Return the data below in full, exactly as it stands.

*** DATA LISTING

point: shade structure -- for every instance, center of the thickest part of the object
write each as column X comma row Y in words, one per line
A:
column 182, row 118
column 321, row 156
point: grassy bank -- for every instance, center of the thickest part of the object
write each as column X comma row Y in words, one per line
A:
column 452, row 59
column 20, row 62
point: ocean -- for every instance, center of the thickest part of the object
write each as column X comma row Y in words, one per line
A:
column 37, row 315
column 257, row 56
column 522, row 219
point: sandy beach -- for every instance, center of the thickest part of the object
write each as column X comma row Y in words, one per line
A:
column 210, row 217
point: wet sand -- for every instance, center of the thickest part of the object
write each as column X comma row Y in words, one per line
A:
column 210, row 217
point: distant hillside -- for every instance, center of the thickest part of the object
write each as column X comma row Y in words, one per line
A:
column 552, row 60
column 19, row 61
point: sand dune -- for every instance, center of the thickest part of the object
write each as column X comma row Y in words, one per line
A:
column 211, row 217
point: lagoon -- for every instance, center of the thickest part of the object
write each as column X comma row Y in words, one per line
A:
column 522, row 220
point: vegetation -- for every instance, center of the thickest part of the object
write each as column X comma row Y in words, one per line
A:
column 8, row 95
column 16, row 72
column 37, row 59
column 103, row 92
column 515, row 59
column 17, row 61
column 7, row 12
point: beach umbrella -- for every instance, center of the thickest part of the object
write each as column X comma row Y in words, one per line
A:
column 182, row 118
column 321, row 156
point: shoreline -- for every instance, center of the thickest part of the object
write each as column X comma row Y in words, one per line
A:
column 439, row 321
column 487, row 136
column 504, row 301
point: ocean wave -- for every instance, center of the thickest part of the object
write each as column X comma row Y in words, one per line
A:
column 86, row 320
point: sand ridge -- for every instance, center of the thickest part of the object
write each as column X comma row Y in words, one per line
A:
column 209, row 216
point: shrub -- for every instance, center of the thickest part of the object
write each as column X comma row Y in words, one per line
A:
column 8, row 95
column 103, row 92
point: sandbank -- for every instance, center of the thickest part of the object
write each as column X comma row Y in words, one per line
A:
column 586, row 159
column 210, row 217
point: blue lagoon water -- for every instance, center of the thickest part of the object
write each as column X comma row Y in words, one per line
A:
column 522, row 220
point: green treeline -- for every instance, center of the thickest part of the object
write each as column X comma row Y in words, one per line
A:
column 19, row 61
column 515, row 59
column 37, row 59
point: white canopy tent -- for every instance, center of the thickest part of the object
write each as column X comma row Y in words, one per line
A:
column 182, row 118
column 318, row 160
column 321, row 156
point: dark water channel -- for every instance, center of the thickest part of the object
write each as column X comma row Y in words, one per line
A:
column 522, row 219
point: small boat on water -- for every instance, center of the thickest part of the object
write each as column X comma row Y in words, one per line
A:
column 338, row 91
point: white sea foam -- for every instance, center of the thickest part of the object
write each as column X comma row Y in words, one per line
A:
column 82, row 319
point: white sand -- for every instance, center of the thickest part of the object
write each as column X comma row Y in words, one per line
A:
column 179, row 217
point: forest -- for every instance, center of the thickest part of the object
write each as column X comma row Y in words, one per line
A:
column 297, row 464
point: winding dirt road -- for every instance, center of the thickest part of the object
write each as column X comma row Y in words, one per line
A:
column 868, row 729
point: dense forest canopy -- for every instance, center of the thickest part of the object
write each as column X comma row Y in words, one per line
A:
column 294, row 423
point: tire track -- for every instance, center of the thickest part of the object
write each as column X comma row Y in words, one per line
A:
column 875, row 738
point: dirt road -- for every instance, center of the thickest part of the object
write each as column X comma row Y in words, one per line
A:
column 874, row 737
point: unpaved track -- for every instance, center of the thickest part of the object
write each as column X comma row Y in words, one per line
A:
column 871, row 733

******

### EXERCISE RESPONSE:
point: shade structure -- for every instance, center of the thickest part of the object
write each as column X comma row Y in words, one per line
A:
column 182, row 118
column 321, row 156
point: grassy bank -- for every instance, center of the thickest part of the object
write each as column X comma row Y in words, one per line
A:
column 452, row 59
column 20, row 62
point: ocean -- for every instance, center of the thickest part of the object
write each as column X comma row Y in words, one per line
A:
column 37, row 315
column 257, row 56
column 522, row 219
point: sandy beach -- for every instance, center of the thickest part of the object
write each as column X comma row Y in words, one per line
A:
column 210, row 217
point: wet sand -- for every instance, center of the thickest part of the object
write each as column X comma row Y in words, one per line
A:
column 210, row 217
point: distant hillside -- for every instance, center of the thickest part of the object
write each as column X comma row Y in words, one per line
A:
column 552, row 60
column 19, row 61
point: sand dune -- for every instance, center of the thickest part of the object
write each as column X comma row Y in words, one per line
A:
column 211, row 217
point: lagoon -- for every instance, center of the thickest part of the object
write each as column X comma row Y in words, one per line
A:
column 522, row 220
point: vegetation -- for every instance, center of the thickest part of the object
write each as column X comma row Y in words, one per line
A:
column 8, row 95
column 16, row 72
column 37, row 59
column 103, row 92
column 515, row 59
column 17, row 61
column 7, row 12
point: beach umbrella -- for every instance, center of the thickest part of the object
write each as column X comma row Y in words, one per line
A:
column 182, row 118
column 321, row 156
point: shoreline -- for every instance, center of the thickest part of the object
write each as column X comma row Y in words, one per line
A:
column 439, row 321
column 487, row 136
column 504, row 301
point: ocean wave -- for every instance, center of the thickest part of the object
write each as column X comma row Y in words, one per line
A:
column 86, row 320
point: sand ridge -- for every instance, center of the thickest part of the object
write each as column X comma row Y in words, one per line
A:
column 209, row 216
point: shrub -- for every instance, center of the thickest part of the object
write each as column X comma row Y in words, one per line
A:
column 8, row 95
column 103, row 92
point: sandbank -- for every instance, center of the thickest part of the object
write each as column X comma row Y in words, one per line
A:
column 586, row 159
column 210, row 217
point: blue lagoon water -- for every instance, center of the thickest part of the object
write each as column X comma row Y in words, one per line
A:
column 522, row 220
point: green treeline -- for every instance, center of the thickest part of the object
write each as column X comma row Y in words, one per line
A:
column 19, row 61
column 515, row 59
column 37, row 59
point: white canopy tent -- for every instance, center of the thickest part of the object
write each as column X comma row Y in words, one per line
A:
column 182, row 118
column 318, row 160
column 321, row 156
point: dark water channel -- for every instance, center of the thickest part of the object
write each as column X comma row Y in words, one per line
A:
column 522, row 219
point: small boat on water -- for every instance, center of the thickest part of the object
write each as column X comma row Y in words, one per line
A:
column 338, row 91
point: white sea foam -- for every instance, center of the thickest part of the object
write each as column X comma row Y in words, one per line
A:
column 82, row 319
point: white sand -- for every instance, center of the thickest part of the object
write each as column X comma row Y in words, one per line
A:
column 179, row 217
point: forest -- for every instance, center of the thickest part of the object
write each as column X comma row Y in words, one per line
A:
column 297, row 464
point: winding dirt road -- for every instance, center of the thickest part of the object
write each as column X comma row Y in words, one per line
A:
column 868, row 729
point: dense forest canopy -- for every instance, center of the thickest part of the object
write each as column X comma row Y in words, one per line
A:
column 294, row 423
point: tire track -- for every instance, center of the thickest part of the object
write each as column X comma row Y in words, one per line
A:
column 875, row 738
point: dirt road -- for every instance, center of the thickest part of the object
write each as column X comma row Y in words, one per line
A:
column 874, row 737
point: unpaved track -- for every instance, center of the thickest part of the object
write each as column X comma row Y in words, one per line
A:
column 871, row 733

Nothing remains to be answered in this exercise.